==== Text extract

Issit wrong to be close with someone who is gender opposite than you?
By ieeko89
@ieeko89 (1054)
Malaysia
November 23, 2008 11:42pm CST
Hm, sometimes i always argue about this with my bf. He's afraid of me being closed with other guy cause maybe someday i will fall for him. I have this three closed guyfriends. But i am more closed with this 1 guy whom i called him as my bestfriend. I'm glad that sometimes he's jealous each time i went to hang out with them, but when it happens almost everytime, i feel stress and tension. It's like an A MUST issue for us. I told him i wont fall for them, but still he afraids of it and says ' feelings can come without us noticing it '. I don't want him to change me, which is i am more close with my guy friends than my gfs. But sometimes i feel like ' okay, anything for him ' I wont get closed to them like before. But then, i seldom go out with other people. Except for this 3 guys I hope my bf would understand this matter and know that my love is only for him since march2005.
6 people like this
22 responses
@jedimind (200)
• Singapore
25 Nov 08
i think it's good that your bf is jealous because it means he really likes you. however, he could reach a point where he's too over-possessive which i think is why you are feeling restricted to be able to hang out with your guy friends.
i think trust in a relationship is really important. apparently, he doesn't trust you well enough you allow you to hang out with them. i think you could try working on the trust element in your relationship with your bf.

========
==== Items

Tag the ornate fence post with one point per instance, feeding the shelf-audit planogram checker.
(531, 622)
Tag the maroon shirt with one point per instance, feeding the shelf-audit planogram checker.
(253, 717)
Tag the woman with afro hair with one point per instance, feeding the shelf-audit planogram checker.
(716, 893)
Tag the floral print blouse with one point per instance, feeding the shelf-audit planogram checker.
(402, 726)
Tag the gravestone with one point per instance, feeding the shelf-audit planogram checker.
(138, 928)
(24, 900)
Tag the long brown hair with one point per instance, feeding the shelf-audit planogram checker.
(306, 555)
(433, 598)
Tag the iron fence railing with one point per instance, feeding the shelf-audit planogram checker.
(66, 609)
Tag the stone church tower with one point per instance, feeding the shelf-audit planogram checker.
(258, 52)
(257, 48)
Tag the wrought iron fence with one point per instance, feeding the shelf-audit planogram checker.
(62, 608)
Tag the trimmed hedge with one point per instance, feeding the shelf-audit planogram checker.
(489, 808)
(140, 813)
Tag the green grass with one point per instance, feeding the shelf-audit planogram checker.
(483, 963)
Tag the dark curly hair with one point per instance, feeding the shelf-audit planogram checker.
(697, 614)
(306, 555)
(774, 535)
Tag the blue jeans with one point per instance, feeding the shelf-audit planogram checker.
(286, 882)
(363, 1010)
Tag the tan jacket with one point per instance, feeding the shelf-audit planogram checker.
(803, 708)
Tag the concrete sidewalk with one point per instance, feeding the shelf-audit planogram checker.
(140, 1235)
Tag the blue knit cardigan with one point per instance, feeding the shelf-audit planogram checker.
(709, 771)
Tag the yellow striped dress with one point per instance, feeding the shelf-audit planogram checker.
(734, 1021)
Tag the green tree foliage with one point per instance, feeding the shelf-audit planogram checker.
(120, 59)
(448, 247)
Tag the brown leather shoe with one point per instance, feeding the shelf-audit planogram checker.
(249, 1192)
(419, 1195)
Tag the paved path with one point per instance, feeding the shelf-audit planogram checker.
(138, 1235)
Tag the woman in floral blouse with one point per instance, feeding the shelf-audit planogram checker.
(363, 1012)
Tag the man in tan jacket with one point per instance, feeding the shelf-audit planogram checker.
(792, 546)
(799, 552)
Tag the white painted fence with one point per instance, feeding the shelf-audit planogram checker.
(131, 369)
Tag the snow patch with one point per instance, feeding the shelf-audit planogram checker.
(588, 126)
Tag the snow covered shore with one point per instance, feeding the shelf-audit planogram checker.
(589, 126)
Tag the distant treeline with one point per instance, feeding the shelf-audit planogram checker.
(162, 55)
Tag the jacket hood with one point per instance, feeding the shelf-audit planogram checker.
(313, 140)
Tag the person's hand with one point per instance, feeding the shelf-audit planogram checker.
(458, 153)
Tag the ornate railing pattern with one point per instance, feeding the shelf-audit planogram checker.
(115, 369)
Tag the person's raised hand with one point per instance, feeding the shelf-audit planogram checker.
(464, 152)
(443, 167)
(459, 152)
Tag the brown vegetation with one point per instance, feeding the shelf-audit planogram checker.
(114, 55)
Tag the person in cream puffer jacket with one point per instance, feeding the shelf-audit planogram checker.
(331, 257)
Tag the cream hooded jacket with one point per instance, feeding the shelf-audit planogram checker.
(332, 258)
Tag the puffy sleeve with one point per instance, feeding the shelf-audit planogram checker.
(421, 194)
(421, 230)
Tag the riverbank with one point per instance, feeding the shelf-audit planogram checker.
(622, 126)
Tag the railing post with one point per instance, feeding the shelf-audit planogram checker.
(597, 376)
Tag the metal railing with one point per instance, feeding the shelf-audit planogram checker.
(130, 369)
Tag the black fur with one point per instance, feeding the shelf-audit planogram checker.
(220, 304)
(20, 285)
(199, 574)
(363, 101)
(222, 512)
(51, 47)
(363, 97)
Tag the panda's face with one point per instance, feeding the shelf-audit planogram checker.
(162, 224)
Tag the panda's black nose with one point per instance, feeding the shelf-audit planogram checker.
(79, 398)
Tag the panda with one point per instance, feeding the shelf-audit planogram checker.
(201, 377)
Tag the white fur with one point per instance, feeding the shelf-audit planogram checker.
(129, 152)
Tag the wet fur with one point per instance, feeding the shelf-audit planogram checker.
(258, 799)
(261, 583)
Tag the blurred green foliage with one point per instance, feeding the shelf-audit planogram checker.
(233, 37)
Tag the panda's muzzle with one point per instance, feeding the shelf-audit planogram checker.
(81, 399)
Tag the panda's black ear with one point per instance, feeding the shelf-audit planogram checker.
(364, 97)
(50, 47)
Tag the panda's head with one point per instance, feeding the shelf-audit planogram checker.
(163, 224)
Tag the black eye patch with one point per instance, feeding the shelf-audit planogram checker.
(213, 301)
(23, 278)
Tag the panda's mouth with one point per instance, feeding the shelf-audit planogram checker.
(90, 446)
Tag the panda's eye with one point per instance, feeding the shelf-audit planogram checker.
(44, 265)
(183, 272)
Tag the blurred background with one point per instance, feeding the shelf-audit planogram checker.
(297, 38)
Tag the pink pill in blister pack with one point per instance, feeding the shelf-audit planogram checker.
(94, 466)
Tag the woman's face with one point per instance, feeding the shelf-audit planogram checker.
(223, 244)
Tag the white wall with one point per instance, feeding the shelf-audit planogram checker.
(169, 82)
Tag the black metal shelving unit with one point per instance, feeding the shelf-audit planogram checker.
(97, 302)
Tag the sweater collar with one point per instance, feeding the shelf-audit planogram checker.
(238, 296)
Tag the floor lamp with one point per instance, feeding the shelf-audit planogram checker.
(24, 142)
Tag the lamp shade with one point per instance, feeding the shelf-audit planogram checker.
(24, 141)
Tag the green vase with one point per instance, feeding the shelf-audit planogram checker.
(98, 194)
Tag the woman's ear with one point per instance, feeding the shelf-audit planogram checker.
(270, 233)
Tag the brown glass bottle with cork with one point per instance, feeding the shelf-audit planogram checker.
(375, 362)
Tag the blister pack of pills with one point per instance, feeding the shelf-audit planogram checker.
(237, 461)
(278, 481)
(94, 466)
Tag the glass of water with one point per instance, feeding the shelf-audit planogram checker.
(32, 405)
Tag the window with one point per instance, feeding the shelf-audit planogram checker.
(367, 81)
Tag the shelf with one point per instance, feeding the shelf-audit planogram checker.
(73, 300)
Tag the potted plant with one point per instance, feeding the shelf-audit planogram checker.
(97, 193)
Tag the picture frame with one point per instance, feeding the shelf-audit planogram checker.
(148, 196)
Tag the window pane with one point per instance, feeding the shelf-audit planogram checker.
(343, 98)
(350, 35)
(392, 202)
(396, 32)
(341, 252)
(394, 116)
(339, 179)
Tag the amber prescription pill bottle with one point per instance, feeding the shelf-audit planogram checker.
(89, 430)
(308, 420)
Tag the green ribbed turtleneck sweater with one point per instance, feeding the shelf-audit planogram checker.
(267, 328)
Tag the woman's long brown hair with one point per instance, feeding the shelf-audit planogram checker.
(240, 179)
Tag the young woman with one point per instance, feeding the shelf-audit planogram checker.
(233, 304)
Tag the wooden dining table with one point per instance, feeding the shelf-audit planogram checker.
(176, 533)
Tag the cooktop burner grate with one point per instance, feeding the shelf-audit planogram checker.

========

Exercise tasks
• 1. In the forum post about being close with someone of the opposite sex, how many close guy friends does the poster say they have?
• 2. Turn the records, from their first line up to and including the line with "(734, 1021)", into a Markdown table with the columns Row and Line, leaving out blank lines.

Results for each task
• 1. Three.

• 2.
| Row | Line |
|---|---|
| 1 | Tag the ornate fence post with one point per instance, feeding the shelf-audit planogram checker. |
| 2 | (531, 622) |
| 3 | Tag the maroon shirt with one point per instance, feeding the shelf-audit planogram checker. |
| 4 | (253, 717) |
| 5 | Tag the woman with afro hair with one point per instance, feeding the shelf-audit planogram checker. |
| 6 | (716, 893) |
| 7 | Tag the floral print blouse with one point per instance, feeding the shelf-audit planogram checker. |
| 8 | (402, 726) |
| 9 | Tag the gravestone with one point per instance, feeding the shelf-audit planogram checker. |
| 10 | (138, 928) |
| 11 | (24, 900) |
| 12 | Tag the long brown hair with one point per instance, feeding the shelf-audit planogram checker. |
| 13 | (306, 555) |
| 14 | (433, 598) |
| 15 | Tag the iron fence railing with one point per instance, feeding the shelf-audit planogram checker. |
| 16 | (66, 609) |
| 17 | Tag the stone church tower with one point per instance, feeding the shelf-audit planogram checker. |
| 18 | (258, 52) |
| 19 | (257, 48) |
| 20 | Tag the wrought iron fence with one point per instance, feeding the shelf-audit planogram checker. |
| 21 | (62, 608) |
| 22 | Tag the trimmed hedge with one point per instance, feeding the shelf-audit planogram checker. |
| 23 | (489, 808) |
| 24 | (140, 813) |
| 25 | Tag the green grass with one point per instance, feeding the shelf-audit planogram checker. |
| 26 | (483, 963) |
| 27 | Tag the dark curly hair with one point per instance, feeding the shelf-audit planogram checker. |
| 28 | (697, 614) |
| 29 | (306, 555) |
| 30 | (774, 535) |
| 31 | Tag the blue jeans with one point per instance, feeding the shelf-audit planogram checker. |
| 32 | (286, 882) |
| 33 | (363, 1010) |
| 34 | Tag the tan jacket with one point per instance, feeding the shelf-audit planogram checker. |
| 35 | (803, 708) |
| 36 | Tag the concrete sidewalk with one point per instance, feeding the shelf-audit planogram checker. |
| 37 | (140, 1235) |
| 38 | Tag the blue knit cardigan with one point per instance, feeding the shelf-audit planogram checker. |
| 39 | (709, 771) |
| 40 | Tag the yellow striped dress with one point per instance, feeding the shelf-audit planogram checker. |
| 41 | (734, 1021) |